Provided material START
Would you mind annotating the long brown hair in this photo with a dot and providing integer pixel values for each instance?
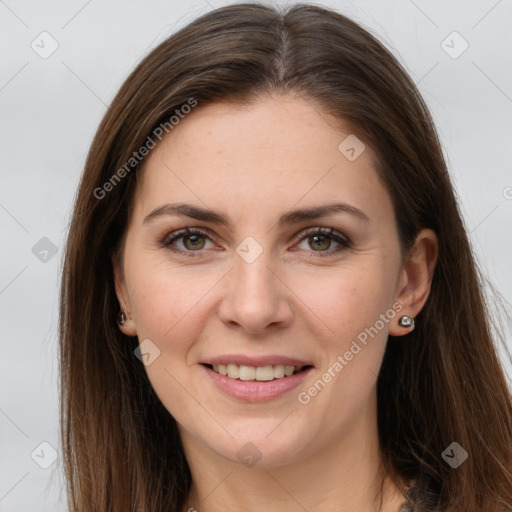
(121, 447)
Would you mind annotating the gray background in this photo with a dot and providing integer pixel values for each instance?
(51, 108)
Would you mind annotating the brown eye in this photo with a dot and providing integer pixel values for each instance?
(192, 242)
(320, 242)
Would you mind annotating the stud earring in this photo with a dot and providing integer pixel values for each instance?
(406, 321)
(120, 318)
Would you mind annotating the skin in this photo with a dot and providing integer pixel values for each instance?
(254, 163)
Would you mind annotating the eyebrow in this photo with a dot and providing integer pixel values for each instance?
(292, 217)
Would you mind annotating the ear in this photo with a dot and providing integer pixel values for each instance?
(416, 278)
(128, 327)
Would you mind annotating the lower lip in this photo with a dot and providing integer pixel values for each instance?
(253, 390)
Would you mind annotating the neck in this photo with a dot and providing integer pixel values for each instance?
(343, 476)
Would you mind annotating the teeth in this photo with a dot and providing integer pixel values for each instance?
(233, 371)
(260, 373)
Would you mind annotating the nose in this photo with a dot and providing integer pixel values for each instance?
(255, 297)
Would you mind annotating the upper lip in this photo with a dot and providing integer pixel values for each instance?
(268, 360)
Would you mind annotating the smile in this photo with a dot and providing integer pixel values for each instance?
(258, 373)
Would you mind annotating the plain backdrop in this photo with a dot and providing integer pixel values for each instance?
(62, 63)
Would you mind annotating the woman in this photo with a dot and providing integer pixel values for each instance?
(269, 300)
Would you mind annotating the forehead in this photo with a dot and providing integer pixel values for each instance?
(272, 154)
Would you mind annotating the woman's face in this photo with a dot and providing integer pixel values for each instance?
(255, 284)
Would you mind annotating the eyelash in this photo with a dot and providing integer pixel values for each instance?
(329, 232)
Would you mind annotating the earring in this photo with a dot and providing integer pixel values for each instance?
(406, 321)
(120, 318)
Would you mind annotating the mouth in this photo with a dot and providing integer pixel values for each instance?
(256, 373)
Provided material END
- [Task description]:
Print the material word for word without images.

- [Reply to the exercise]:
Would you mind annotating the long brown hair in this photo with a dot and providing integer pixel values for each instance?
(121, 447)
Would you mind annotating the gray background in this photo with a dot and providing integer pixel values for each instance?
(51, 108)
Would you mind annotating the brown eye in this photo with a dot and providing integer pixel values for each instance?
(192, 242)
(320, 242)
Would you mind annotating the stud earring in this photo with a dot and providing integer pixel values for each instance?
(406, 321)
(120, 318)
Would you mind annotating the skin in this photo with a dot and providing integer pixel values for each instance?
(254, 163)
Would you mind annotating the eyebrow in this photo with a dot and providing integer pixel values for each instance?
(292, 217)
Would you mind annotating the ear in this photo with a dot and providing integer pixel values for each instance?
(416, 278)
(128, 327)
Would you mind annotating the lower lip in this photo with a dot and providing integer pixel values for each instance?
(253, 390)
Would you mind annotating the neck in this photo with a dot and providing integer pixel values for each instance?
(343, 476)
Would you mind annotating the teeth in this photo with a dot and providing integer pixel values for each instance?
(233, 371)
(260, 373)
Would you mind annotating the nose in this photo with a dot and providing integer pixel values for each instance?
(255, 297)
Would you mind annotating the upper lip in this photo with a dot and providing integer pixel values for each instance?
(268, 360)
Would you mind annotating the smile in this photo with a dot and providing integer pixel values for each instance?
(258, 373)
Would you mind annotating the plain backdrop in this photo with a dot and providing integer pixel values for each instance?
(62, 63)
Would you mind annotating the woman in this photo with a dot and providing integer pixel values for each instance?
(269, 300)
Would you mind annotating the forehead in this photo with a dot and providing integer pixel values for each instance?
(272, 154)
Would you mind annotating the woman's face in this photo with a dot and providing integer pixel values for each instance?
(255, 284)
Would you mind annotating the eyelash in this photo with a dot and providing integer pixel values for each instance?
(329, 232)
Would you mind annotating the earring in this photo with a dot and providing integer pixel values for each instance?
(406, 321)
(120, 318)
Would you mind annotating the mouth in this photo with a dot and providing integer pixel values for each instance?
(256, 373)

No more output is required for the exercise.